» ENUNCIADO DA TAREFA
Transcreva o trecho do artigo sobre a obra de Lia, começando em "Lia faz com" e terminando em "de poesis rara.", e troque "galeria" por "sala de exposição".

» ARTIGO
========================================

Ela seduziu-se pela efemeridade do que as árvores produzem com sua sabedoria mais que biológica a se comunicar na interdependência dos vasos comunicantes da floresta e espaços dos centros urbanos e com os que desfrutam de sua generosidade a não parecer só do reino vegetal. Lia sabe do íntimo desta cadeia interdisciplinar e é com ela que faz a arte melhor e mais instigante.
Lia faz com que as folhas em suas analogias, formas, estágios de permanência que não se fecham, se desdobram – otemponãopassa – são continuum na paisagem ao permear as mais diversas situações ocupar espaços naturais ou criados pelo humano. Ou sendo objetos de parede, tridimensionais, ou ainda, sendo queimadas e ao virarem cinzas, ocupar sacrários transparentes e, sozinhas, todo o vazio de uma galeria em potência de poesis rara.
Lia tem a coragem de não se importar em expor o que se diz efêmero no espaço museológico. Confere nobreza e leveza, que ganha na arte contemporânea no Brasil um lugar de relevância ainda não de todo reconhecido, mas por tudo, significativo e seminal.
A poética de Lia em instalações e vídeos, objetos e o que poderia se chamar “arte ambiental” foi editada, em 2014, no exemplar livro Sobre a Natureza do Tempo e aqui expostos nesta mostra antológica que demonstra seu pensamento sofisticado e pleno de significantes desenvolvidos nestas décadas para nos por em diálogo profundo com a grande ilusão que é o tempo.
Os Maias contemporâneos dizem: Tempo é Arte! Lia perverte a natureza e o tempo, a natureza no tempo e o tempo na natureza, para nos transgredir os conceitos com uma natureza que não lhe só é externa, mas que lhe é intima do feminino tão próprio à força matriz das mulheres que nos dão origem e que sabem que as folhas fazem mais que mera fotossíntese, e que também adubam os sonhos.

========================================

» CONJUNTO DE DADOS
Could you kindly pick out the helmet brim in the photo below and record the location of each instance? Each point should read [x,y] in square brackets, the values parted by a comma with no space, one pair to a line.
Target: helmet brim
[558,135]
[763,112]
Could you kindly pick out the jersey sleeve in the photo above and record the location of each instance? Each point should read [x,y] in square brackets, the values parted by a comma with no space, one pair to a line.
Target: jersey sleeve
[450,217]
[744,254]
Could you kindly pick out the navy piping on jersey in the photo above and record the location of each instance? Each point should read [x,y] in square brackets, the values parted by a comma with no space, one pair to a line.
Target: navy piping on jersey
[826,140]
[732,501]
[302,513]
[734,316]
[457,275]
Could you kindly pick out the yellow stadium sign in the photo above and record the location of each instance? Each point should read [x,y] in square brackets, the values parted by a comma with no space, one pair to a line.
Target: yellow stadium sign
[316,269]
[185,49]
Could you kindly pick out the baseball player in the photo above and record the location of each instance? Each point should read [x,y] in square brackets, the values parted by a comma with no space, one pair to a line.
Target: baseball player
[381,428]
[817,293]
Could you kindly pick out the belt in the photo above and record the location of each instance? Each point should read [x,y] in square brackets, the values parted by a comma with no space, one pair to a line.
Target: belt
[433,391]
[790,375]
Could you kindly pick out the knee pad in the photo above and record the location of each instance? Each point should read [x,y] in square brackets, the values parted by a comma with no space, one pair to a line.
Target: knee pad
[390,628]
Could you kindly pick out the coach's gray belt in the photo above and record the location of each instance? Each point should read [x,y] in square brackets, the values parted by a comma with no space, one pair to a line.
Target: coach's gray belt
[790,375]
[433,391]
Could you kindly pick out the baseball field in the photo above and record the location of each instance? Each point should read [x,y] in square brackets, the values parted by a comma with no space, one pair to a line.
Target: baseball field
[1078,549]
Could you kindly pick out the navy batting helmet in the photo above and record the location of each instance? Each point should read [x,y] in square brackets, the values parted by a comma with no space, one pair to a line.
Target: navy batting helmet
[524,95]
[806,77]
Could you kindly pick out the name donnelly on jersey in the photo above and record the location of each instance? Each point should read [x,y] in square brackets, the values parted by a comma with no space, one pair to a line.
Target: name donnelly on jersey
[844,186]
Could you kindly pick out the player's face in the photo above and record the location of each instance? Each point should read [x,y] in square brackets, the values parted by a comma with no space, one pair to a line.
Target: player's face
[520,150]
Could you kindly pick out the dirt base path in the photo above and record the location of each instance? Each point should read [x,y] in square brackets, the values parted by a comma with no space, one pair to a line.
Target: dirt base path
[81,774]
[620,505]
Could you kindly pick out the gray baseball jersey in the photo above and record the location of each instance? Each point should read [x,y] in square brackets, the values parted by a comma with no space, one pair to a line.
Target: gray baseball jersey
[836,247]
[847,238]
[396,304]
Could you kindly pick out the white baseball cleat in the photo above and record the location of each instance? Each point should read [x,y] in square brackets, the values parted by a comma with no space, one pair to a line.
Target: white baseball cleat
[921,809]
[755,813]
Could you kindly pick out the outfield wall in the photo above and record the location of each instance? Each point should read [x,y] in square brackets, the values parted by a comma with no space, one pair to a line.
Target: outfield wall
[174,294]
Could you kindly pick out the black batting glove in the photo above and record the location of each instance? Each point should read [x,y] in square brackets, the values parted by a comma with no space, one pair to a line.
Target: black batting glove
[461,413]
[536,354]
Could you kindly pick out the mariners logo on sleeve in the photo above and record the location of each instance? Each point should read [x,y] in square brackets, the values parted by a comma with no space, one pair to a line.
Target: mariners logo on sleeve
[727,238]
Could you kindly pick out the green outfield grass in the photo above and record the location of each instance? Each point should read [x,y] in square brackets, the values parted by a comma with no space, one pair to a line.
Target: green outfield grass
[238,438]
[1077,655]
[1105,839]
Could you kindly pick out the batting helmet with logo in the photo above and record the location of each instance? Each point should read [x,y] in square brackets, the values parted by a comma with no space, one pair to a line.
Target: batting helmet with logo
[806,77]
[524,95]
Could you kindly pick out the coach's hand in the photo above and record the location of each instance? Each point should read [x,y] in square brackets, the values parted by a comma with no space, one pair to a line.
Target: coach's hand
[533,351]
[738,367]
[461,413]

========================================

» RESULTADO
Lia faz com que as folhas em suas analogias, formas, estágios de permanência que não se fecham, se desdobram – otemponãopassa – são continuum na paisagem ao permear as mais diversas situações ocupar espaços naturais ou criados pelo humano. Ou sendo objetos de parede, tridimensionais, ou ainda, sendo queimadas e ao virarem cinzas, ocupar sacrários transparentes e, sozinhas, todo o vazio de uma sala de exposição em potência de poesis rara.